» **Aim**
What is needed is an exact copy of the entries below, from the line that contains "Annotation task — pin every instance of the porch" through the final line, both included, and nothing else.
Start
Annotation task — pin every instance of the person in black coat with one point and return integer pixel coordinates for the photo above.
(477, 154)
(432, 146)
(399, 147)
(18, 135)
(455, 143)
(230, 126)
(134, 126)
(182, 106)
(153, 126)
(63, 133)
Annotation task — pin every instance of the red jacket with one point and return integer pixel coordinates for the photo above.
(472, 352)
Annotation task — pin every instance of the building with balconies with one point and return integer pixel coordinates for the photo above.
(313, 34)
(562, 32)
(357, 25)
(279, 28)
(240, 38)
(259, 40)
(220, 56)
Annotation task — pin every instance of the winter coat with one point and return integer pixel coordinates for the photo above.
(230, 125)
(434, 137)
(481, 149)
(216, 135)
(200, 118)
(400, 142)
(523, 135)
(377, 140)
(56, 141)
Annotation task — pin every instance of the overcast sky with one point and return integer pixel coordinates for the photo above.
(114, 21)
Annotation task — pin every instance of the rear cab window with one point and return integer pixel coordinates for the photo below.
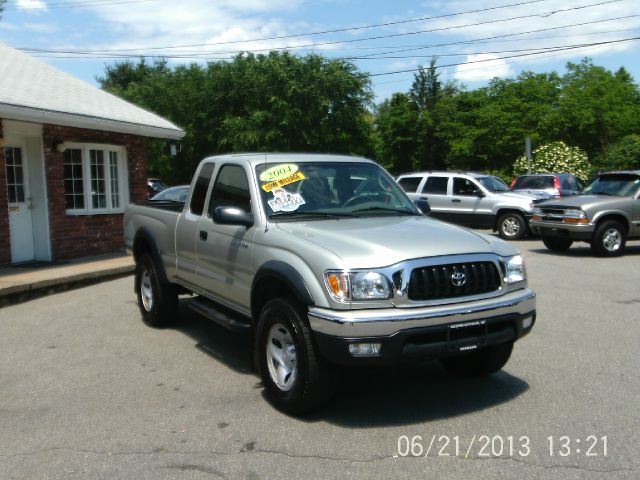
(410, 184)
(436, 185)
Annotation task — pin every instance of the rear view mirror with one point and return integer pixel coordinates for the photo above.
(423, 205)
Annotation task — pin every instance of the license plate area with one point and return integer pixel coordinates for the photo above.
(467, 336)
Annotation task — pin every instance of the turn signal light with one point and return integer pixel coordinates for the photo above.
(575, 220)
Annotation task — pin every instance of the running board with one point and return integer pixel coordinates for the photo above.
(220, 315)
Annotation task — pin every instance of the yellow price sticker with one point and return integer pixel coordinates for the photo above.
(296, 177)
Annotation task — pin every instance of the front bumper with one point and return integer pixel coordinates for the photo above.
(422, 333)
(582, 232)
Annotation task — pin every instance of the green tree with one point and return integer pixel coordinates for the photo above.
(397, 127)
(597, 107)
(427, 92)
(555, 157)
(274, 102)
(622, 155)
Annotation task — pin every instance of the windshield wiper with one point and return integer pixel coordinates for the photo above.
(296, 214)
(386, 209)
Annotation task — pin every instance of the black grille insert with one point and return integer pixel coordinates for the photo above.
(453, 280)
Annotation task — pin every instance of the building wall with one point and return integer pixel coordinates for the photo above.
(74, 236)
(5, 239)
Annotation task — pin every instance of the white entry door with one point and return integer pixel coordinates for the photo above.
(20, 218)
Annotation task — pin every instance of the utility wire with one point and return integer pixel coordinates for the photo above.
(209, 55)
(336, 42)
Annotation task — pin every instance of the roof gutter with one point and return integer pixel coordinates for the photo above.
(29, 114)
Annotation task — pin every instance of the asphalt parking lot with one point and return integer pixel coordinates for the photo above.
(88, 391)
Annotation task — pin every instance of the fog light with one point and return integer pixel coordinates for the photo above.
(364, 349)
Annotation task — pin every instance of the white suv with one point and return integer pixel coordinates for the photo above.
(473, 200)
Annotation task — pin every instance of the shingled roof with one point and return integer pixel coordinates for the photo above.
(33, 91)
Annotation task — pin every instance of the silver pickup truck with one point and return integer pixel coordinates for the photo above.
(326, 261)
(606, 214)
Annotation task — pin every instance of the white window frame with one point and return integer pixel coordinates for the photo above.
(123, 178)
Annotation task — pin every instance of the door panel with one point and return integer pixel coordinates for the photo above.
(18, 194)
(224, 252)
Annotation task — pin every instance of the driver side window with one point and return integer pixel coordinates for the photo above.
(231, 189)
(462, 186)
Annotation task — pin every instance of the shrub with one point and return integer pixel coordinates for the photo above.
(555, 157)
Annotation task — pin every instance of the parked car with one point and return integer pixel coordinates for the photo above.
(172, 194)
(154, 185)
(473, 200)
(547, 185)
(325, 261)
(605, 215)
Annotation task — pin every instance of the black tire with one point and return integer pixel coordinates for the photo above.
(480, 363)
(556, 244)
(512, 226)
(609, 239)
(157, 300)
(285, 344)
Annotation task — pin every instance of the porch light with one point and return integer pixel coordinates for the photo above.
(60, 146)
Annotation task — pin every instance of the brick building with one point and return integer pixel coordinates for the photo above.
(71, 158)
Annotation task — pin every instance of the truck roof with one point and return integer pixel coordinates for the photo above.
(258, 158)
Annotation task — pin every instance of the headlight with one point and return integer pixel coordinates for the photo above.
(346, 286)
(515, 270)
(575, 215)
End
» **Finished answer**
Annotation task — pin every instance of the porch light with one point and return integer pixel coordinates for the photo above.
(60, 146)
Annotation task — pin every instance of the brick building with one point and return integer pixel coordinates for the photo above.
(71, 158)
Annotation task — pin every instance of the truck roof with one point and return integer pixel coordinates for the photo above.
(258, 158)
Annotation task — pin every instance of the headlight with one point and return integer pixel coordinates for the photo above.
(346, 286)
(515, 270)
(575, 215)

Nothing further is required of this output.